> **Your instructions**: Among the lines below, how many carry the string "concrete"? Reply with a number and nothing else.

> **Input material**:
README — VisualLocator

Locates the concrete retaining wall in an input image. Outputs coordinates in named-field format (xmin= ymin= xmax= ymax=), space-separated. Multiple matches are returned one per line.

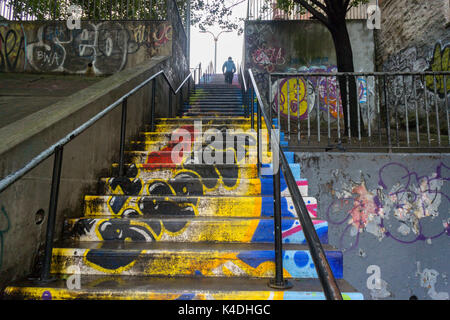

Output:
xmin=296 ymin=151 xmax=449 ymax=300
xmin=0 ymin=20 xmax=172 ymax=75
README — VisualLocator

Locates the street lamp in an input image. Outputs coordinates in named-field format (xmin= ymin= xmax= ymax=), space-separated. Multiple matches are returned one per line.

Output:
xmin=200 ymin=30 xmax=232 ymax=74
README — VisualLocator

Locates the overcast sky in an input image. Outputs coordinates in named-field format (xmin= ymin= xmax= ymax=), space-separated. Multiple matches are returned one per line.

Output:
xmin=189 ymin=1 xmax=247 ymax=74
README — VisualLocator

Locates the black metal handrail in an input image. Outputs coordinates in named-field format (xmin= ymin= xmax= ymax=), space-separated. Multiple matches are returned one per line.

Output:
xmin=0 ymin=61 xmax=201 ymax=281
xmin=269 ymin=71 xmax=449 ymax=150
xmin=243 ymin=68 xmax=343 ymax=300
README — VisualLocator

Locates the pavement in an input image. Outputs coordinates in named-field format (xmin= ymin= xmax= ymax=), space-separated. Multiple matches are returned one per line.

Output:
xmin=0 ymin=73 xmax=105 ymax=129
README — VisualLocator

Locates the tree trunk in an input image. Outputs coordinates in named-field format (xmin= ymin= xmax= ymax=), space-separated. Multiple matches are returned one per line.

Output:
xmin=328 ymin=20 xmax=366 ymax=137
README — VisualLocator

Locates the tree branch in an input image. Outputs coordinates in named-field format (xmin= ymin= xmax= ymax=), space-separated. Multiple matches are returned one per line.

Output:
xmin=292 ymin=0 xmax=331 ymax=27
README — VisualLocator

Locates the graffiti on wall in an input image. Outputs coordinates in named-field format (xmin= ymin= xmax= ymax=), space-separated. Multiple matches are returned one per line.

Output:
xmin=2 ymin=21 xmax=171 ymax=75
xmin=425 ymin=43 xmax=450 ymax=97
xmin=384 ymin=42 xmax=449 ymax=113
xmin=0 ymin=23 xmax=26 ymax=72
xmin=416 ymin=262 xmax=449 ymax=300
xmin=271 ymin=65 xmax=371 ymax=121
xmin=326 ymin=162 xmax=450 ymax=251
xmin=252 ymin=46 xmax=286 ymax=73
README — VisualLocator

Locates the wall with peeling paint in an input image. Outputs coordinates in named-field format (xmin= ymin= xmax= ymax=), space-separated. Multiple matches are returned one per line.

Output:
xmin=295 ymin=152 xmax=449 ymax=300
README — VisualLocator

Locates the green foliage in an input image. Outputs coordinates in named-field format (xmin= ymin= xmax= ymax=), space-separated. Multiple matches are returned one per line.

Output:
xmin=274 ymin=0 xmax=369 ymax=19
xmin=4 ymin=0 xmax=243 ymax=34
xmin=190 ymin=0 xmax=244 ymax=34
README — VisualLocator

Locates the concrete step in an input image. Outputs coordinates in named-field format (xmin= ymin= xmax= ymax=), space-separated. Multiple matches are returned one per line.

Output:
xmin=154 ymin=117 xmax=262 ymax=124
xmin=150 ymin=123 xmax=268 ymax=133
xmin=83 ymin=195 xmax=318 ymax=219
xmin=64 ymin=216 xmax=328 ymax=244
xmin=48 ymin=242 xmax=343 ymax=279
xmin=109 ymin=163 xmax=259 ymax=180
xmin=3 ymin=275 xmax=364 ymax=300
xmin=125 ymin=150 xmax=272 ymax=165
xmin=100 ymin=176 xmax=305 ymax=197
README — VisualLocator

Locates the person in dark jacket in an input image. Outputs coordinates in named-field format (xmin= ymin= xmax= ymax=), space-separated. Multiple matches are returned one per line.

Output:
xmin=222 ymin=57 xmax=236 ymax=84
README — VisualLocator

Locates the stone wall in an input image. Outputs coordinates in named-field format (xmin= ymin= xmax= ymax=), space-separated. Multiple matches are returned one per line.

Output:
xmin=374 ymin=0 xmax=449 ymax=122
xmin=376 ymin=0 xmax=450 ymax=72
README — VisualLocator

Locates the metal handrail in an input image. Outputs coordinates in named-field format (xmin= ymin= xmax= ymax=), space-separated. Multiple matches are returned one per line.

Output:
xmin=268 ymin=70 xmax=450 ymax=150
xmin=271 ymin=71 xmax=450 ymax=77
xmin=0 ymin=61 xmax=201 ymax=281
xmin=246 ymin=68 xmax=343 ymax=300
xmin=239 ymin=64 xmax=247 ymax=92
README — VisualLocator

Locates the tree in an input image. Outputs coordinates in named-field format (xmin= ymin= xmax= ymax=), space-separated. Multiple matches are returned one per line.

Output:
xmin=275 ymin=0 xmax=369 ymax=136
xmin=5 ymin=0 xmax=244 ymax=33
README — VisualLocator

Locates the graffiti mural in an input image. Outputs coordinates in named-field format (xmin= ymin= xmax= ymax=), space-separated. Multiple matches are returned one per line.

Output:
xmin=252 ymin=46 xmax=286 ymax=73
xmin=1 ymin=21 xmax=171 ymax=75
xmin=270 ymin=65 xmax=371 ymax=121
xmin=326 ymin=162 xmax=450 ymax=251
xmin=64 ymin=121 xmax=324 ymax=275
xmin=0 ymin=23 xmax=26 ymax=72
xmin=425 ymin=43 xmax=450 ymax=97
xmin=384 ymin=42 xmax=450 ymax=115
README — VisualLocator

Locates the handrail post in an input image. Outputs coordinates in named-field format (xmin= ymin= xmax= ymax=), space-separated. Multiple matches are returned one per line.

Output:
xmin=256 ymin=98 xmax=261 ymax=176
xmin=268 ymin=146 xmax=292 ymax=290
xmin=118 ymin=98 xmax=128 ymax=177
xmin=151 ymin=78 xmax=156 ymax=131
xmin=40 ymin=145 xmax=64 ymax=282
xmin=168 ymin=89 xmax=173 ymax=117
xmin=251 ymin=87 xmax=255 ymax=129
xmin=179 ymin=90 xmax=183 ymax=117
xmin=269 ymin=74 xmax=272 ymax=127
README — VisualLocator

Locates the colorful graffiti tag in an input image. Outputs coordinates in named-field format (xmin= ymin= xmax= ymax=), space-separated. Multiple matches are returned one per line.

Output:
xmin=326 ymin=162 xmax=450 ymax=251
xmin=1 ymin=21 xmax=171 ymax=75
xmin=0 ymin=23 xmax=26 ymax=72
xmin=271 ymin=66 xmax=372 ymax=121
xmin=384 ymin=42 xmax=450 ymax=113
xmin=252 ymin=46 xmax=286 ymax=73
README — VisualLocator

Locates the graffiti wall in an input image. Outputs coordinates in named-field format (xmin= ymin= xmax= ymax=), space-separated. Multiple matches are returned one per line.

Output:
xmin=269 ymin=66 xmax=373 ymax=122
xmin=296 ymin=152 xmax=450 ymax=300
xmin=377 ymin=0 xmax=450 ymax=116
xmin=243 ymin=20 xmax=375 ymax=120
xmin=0 ymin=20 xmax=172 ymax=75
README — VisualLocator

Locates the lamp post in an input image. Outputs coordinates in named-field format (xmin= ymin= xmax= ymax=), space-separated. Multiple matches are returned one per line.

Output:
xmin=200 ymin=30 xmax=232 ymax=73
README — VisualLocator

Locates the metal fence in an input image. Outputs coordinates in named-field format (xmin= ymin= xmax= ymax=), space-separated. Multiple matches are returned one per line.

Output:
xmin=267 ymin=71 xmax=450 ymax=151
xmin=0 ymin=0 xmax=171 ymax=21
xmin=247 ymin=0 xmax=369 ymax=21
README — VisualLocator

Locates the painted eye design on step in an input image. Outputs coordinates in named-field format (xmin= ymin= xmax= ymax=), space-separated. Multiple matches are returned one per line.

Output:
xmin=108 ymin=164 xmax=143 ymax=195
xmin=139 ymin=179 xmax=197 ymax=219
xmin=96 ymin=219 xmax=161 ymax=242
xmin=171 ymin=172 xmax=204 ymax=197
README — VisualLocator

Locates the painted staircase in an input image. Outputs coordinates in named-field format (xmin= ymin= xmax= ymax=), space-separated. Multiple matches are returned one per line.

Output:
xmin=3 ymin=74 xmax=363 ymax=300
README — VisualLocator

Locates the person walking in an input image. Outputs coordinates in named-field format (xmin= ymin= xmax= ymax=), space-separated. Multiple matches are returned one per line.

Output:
xmin=222 ymin=57 xmax=236 ymax=84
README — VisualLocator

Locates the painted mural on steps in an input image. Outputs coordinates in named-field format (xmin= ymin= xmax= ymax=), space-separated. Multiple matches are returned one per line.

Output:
xmin=0 ymin=21 xmax=172 ymax=75
xmin=64 ymin=122 xmax=323 ymax=278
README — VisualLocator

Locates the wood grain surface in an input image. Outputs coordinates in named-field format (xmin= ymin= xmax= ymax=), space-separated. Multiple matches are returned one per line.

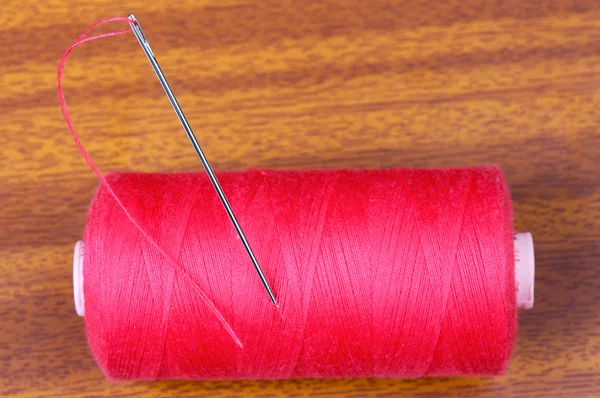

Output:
xmin=2 ymin=0 xmax=600 ymax=396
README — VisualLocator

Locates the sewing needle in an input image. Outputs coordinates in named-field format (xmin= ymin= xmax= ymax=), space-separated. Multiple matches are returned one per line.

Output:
xmin=127 ymin=14 xmax=277 ymax=306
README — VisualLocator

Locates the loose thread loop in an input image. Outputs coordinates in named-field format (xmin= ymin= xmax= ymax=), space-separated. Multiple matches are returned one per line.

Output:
xmin=57 ymin=17 xmax=242 ymax=347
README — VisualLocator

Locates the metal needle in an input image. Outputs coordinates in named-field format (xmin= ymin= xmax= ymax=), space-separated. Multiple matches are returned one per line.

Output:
xmin=127 ymin=14 xmax=277 ymax=306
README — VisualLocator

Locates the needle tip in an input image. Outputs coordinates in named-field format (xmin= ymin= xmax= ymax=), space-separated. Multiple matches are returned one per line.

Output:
xmin=268 ymin=292 xmax=278 ymax=307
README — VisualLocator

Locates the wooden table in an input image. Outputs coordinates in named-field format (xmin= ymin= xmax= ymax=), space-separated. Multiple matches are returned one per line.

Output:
xmin=2 ymin=0 xmax=599 ymax=396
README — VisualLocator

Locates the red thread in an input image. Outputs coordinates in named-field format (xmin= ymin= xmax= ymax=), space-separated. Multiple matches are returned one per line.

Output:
xmin=58 ymin=17 xmax=241 ymax=347
xmin=83 ymin=168 xmax=517 ymax=380
xmin=60 ymin=18 xmax=517 ymax=380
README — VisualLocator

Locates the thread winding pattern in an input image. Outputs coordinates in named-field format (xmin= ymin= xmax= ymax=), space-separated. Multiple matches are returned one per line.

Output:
xmin=84 ymin=169 xmax=516 ymax=380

> **Result of the exercise**: 2